## EXERCISE TASK
Collect every line of the data below that contains the word "Could", matching case exactly.

(Data records)
------------
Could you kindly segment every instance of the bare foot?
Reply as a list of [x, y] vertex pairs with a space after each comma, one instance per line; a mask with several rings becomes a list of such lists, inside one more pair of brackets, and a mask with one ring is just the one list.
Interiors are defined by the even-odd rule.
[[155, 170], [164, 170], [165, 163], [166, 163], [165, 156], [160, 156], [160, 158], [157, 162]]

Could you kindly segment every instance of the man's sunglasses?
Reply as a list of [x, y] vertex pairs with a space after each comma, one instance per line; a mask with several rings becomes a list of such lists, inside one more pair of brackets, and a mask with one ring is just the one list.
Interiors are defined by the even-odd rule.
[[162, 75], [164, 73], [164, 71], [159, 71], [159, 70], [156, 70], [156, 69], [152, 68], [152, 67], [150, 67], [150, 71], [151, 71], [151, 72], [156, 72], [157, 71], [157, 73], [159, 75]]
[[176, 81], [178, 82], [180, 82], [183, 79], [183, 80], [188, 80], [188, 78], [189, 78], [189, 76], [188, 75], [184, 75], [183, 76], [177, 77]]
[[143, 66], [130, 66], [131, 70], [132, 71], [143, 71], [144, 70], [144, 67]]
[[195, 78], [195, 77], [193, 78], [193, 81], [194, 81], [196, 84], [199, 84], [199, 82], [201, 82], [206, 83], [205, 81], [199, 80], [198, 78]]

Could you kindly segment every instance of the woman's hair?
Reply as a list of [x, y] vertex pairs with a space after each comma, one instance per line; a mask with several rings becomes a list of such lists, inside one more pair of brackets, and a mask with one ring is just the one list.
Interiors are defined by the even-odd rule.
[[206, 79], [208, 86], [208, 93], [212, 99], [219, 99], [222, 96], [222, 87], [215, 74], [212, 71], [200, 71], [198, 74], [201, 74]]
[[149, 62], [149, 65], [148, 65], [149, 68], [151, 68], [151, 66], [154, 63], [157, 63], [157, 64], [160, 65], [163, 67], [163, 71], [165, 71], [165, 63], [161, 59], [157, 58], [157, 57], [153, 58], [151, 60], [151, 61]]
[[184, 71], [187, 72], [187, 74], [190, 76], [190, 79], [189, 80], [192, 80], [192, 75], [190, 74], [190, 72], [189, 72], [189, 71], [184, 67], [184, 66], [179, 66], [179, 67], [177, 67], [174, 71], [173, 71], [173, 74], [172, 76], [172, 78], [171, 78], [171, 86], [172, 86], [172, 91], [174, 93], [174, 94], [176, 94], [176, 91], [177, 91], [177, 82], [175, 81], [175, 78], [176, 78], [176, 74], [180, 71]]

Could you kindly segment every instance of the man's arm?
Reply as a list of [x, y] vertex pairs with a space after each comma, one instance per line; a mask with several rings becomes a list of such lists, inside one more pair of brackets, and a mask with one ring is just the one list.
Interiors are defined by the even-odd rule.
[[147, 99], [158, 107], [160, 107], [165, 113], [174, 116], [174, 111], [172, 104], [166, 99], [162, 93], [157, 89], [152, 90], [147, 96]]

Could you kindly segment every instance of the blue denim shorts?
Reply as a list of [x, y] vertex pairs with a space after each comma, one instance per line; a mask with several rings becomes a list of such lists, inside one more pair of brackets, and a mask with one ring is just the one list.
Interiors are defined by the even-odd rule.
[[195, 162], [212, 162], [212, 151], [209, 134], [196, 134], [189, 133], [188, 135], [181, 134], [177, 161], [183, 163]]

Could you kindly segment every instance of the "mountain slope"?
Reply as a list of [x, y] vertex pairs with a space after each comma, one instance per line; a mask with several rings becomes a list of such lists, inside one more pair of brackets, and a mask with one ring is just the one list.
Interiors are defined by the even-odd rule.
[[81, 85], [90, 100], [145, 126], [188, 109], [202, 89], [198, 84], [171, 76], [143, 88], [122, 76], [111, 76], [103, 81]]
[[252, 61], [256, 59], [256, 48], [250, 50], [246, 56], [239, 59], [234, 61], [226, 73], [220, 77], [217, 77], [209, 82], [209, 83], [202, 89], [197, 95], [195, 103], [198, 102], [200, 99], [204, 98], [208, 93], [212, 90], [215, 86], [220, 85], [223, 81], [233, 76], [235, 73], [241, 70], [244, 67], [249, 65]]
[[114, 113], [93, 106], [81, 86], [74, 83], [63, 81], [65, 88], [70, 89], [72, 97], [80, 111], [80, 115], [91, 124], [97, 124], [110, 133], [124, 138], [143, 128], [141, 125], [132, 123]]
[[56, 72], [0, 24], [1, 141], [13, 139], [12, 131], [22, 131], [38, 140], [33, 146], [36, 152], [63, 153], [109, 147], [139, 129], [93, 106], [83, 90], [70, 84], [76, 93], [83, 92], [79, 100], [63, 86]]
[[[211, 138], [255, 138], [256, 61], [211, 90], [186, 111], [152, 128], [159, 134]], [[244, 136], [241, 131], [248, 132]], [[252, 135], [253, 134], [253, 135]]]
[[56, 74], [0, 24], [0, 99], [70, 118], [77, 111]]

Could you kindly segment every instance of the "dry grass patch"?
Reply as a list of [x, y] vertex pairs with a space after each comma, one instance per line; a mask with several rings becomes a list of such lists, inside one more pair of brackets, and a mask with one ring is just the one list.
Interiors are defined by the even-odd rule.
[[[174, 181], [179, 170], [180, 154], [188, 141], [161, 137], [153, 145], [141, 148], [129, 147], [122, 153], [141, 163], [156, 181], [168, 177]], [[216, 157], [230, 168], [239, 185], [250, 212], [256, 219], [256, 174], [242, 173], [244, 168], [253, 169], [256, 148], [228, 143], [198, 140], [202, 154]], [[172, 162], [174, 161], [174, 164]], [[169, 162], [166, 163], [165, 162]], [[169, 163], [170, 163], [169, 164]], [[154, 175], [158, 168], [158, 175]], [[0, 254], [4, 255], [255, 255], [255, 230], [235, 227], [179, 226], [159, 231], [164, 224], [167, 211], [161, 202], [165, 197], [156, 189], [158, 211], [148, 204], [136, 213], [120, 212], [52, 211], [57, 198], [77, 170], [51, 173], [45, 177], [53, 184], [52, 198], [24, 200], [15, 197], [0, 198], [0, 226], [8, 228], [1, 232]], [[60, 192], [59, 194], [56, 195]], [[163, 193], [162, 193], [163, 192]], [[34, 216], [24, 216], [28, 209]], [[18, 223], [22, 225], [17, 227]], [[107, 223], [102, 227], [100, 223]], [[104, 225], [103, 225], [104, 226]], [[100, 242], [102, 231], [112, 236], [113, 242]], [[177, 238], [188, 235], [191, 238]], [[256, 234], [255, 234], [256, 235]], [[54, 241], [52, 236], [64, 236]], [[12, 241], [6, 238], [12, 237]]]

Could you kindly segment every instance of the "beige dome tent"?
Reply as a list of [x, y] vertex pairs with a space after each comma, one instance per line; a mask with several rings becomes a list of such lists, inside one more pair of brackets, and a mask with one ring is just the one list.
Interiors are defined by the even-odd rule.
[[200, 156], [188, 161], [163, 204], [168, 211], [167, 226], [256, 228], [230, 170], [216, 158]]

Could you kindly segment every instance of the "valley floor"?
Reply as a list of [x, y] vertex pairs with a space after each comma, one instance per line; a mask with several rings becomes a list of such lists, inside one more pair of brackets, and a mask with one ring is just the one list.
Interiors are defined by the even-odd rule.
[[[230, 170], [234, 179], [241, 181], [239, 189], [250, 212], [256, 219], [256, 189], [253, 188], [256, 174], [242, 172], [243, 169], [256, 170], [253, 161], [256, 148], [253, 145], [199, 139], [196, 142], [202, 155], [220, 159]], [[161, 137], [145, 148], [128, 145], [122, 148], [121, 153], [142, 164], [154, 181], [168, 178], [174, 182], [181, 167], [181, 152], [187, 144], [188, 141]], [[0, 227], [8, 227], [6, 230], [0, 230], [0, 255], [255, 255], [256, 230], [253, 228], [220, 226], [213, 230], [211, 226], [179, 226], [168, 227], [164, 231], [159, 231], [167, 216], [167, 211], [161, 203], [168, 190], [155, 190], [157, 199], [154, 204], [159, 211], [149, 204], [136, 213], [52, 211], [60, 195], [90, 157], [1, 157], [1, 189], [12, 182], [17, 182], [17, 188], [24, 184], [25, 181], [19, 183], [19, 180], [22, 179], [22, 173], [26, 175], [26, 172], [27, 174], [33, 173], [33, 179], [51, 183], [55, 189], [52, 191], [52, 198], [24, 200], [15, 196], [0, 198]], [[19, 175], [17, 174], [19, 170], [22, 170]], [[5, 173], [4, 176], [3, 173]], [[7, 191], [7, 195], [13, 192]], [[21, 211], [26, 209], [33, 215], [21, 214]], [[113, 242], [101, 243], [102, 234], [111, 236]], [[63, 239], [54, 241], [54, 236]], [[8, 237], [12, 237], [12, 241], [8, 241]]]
------------
## RESULT FOR THIS TASK
Could you kindly segment every instance of the bare foot?
Could you kindly segment every instance of the man's sunglasses?
Could you kindly segment every instance of the woman's hair?
Could you kindly segment every instance of the man's arm?
Could you kindly segment every instance of the blue denim shorts?
Could you kindly segment every instance of the "mountain slope"?
Could you kindly segment every instance of the "dry grass patch"?
Could you kindly segment every instance of the "beige dome tent"?
Could you kindly segment every instance of the "valley floor"?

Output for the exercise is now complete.